EXERCISE PROMPT
Rewrite the lines below with "keypoint" swapped for "marker" everywhere it appears, keeping everything else the same. Leave the pictures out of your answer.

● ● ● ● ●

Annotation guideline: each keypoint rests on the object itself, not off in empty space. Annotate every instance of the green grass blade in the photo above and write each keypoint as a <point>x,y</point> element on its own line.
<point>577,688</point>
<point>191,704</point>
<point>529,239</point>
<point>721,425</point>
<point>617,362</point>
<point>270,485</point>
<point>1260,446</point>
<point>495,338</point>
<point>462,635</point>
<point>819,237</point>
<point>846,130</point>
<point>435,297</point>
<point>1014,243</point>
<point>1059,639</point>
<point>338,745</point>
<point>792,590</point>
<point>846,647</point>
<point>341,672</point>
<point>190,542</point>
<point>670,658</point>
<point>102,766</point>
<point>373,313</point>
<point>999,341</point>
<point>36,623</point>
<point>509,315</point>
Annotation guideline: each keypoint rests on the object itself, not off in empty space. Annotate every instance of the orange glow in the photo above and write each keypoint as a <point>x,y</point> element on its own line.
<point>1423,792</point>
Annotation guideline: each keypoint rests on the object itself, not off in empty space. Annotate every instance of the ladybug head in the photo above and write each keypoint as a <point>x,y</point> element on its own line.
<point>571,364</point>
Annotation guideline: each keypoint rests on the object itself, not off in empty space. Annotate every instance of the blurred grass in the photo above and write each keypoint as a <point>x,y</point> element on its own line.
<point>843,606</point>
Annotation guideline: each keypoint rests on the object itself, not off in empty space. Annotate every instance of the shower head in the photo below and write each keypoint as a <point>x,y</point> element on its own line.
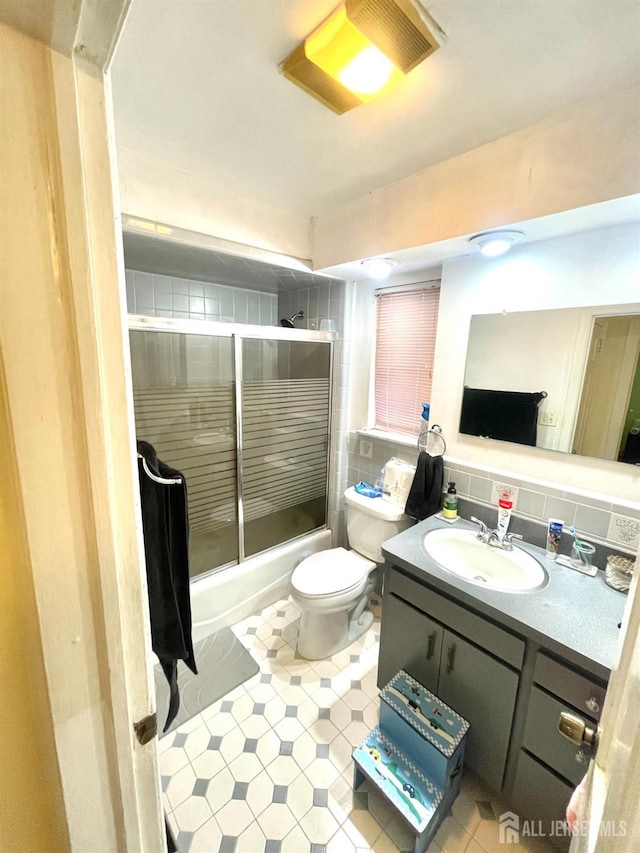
<point>288,324</point>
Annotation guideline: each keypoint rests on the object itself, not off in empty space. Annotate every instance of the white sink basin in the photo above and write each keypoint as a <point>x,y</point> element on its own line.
<point>463,554</point>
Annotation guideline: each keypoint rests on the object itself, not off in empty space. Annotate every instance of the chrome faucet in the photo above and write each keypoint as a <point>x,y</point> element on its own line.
<point>492,537</point>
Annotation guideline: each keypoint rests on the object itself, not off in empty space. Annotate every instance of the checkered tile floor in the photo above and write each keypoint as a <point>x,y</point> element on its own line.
<point>268,767</point>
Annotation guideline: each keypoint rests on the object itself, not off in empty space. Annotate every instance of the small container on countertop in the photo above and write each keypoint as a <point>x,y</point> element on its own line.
<point>619,572</point>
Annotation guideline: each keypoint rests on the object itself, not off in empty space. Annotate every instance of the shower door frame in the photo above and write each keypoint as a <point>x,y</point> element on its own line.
<point>239,332</point>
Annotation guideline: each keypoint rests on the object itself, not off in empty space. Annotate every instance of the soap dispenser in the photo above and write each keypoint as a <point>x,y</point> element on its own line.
<point>450,504</point>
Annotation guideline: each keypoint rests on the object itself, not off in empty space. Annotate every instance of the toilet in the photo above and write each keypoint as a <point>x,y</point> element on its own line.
<point>332,588</point>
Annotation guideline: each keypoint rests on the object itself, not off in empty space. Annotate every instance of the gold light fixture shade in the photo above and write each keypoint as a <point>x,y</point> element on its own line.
<point>360,52</point>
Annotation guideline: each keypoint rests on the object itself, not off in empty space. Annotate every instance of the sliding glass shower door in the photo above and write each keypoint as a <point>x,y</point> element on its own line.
<point>184,403</point>
<point>284,401</point>
<point>245,419</point>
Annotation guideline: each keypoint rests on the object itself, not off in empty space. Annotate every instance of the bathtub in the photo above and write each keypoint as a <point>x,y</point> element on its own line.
<point>223,598</point>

● ● ● ● ●

CORRECT ANSWER
Annotation guideline: each marker rests on the object itself, not off in empty space. Annotate every instance of the green grass blade in the photo above and write each marker as a <point>x,y</point> element on its own line.
<point>577,688</point>
<point>191,704</point>
<point>529,239</point>
<point>721,425</point>
<point>617,362</point>
<point>270,485</point>
<point>1260,446</point>
<point>495,338</point>
<point>462,635</point>
<point>819,237</point>
<point>846,130</point>
<point>435,297</point>
<point>1014,243</point>
<point>1059,639</point>
<point>338,745</point>
<point>792,590</point>
<point>846,647</point>
<point>341,672</point>
<point>190,542</point>
<point>670,658</point>
<point>102,766</point>
<point>373,313</point>
<point>999,341</point>
<point>36,623</point>
<point>509,315</point>
Annotation guideline: each marker rests on the object itself, not off in empty space. Annotate every instance of the orange glow in the photo above and write each marker as a <point>x,y</point> element on its own line.
<point>1423,792</point>
Annotation guideline: each marker rests on the object itself, not off in empty space. Annotate every instance of the ladybug head in the photo above and write each marker as a <point>x,y</point> element on its own line.
<point>571,364</point>
Annotation guideline: each marker rests on the object itself, not off in empty space. Annotate every instance of the blurred grass in the photo above and write each marker as a <point>x,y</point> element on its own line.
<point>843,606</point>
Annotation guideline: each marker rests on the object itself, not off in empty space. Annotate every instance of the shower head in the photo below and write each marker as a <point>x,y</point> element on its own line.
<point>288,324</point>
Annotation guideline: each marker rests on the object itself, not off in empty space. Annotate every instance of the white sink basin in the photo above and write each marker as a <point>x,y</point> element on its own line.
<point>463,554</point>
Annotation guideline: each marker rests on the object itself, not off in empty space. Annotate every instance of the chrome faucet in the photo above and write each marker as a <point>x,y</point> element on its own line.
<point>492,537</point>
Annotation guideline: each marker rests on the object itself, not off in empty space. Annotate every instance of the checkered tile floor in the photo above and write each marker as a <point>x,y</point> element on its own line.
<point>268,767</point>
Annotation guideline: each marker rests on the object itself, not off in empty space. Annotate every instance of the small container on countertop in the photo above and write each marker as a <point>x,y</point> element on its own line.
<point>619,572</point>
Annotation guideline: each marker rests on the object itself, not off in empty space. Annotate every instance of the shower door frame in the photo above and write each marker as a <point>x,y</point> element on its own line.
<point>239,332</point>
Annotation guideline: each marker rests on the object itself, not off in empty space. Annotate every instance of the soap dispenser in the photo above and write each marker as a <point>x,y</point> element on its own line.
<point>450,504</point>
Annotation guideline: each marker rests on the object itself, not off in empty space. Annotate every instance of the toilet in the photo above and write each marker as a <point>x,y</point> element on its own line.
<point>332,588</point>
Annotation guideline: each marker rests on the object itself, not off in empty space. Annotate every instance of the gold light fixture shade in the photo above and write each marker as a <point>x,y</point> element on its own line.
<point>360,52</point>
Annotation guideline: each marker rests on the object itself, not off in empty space. Annotate every instance of the sliding glass shower door in the photo above and write each marker as a <point>x,y</point> element on its own line.
<point>184,403</point>
<point>284,401</point>
<point>245,419</point>
Annotation guideline: each marker rests on the object itself, not off in empty space. Annotate every instance of the bathtub in the photo above and write each marker as a <point>x,y</point> element on its own line.
<point>223,598</point>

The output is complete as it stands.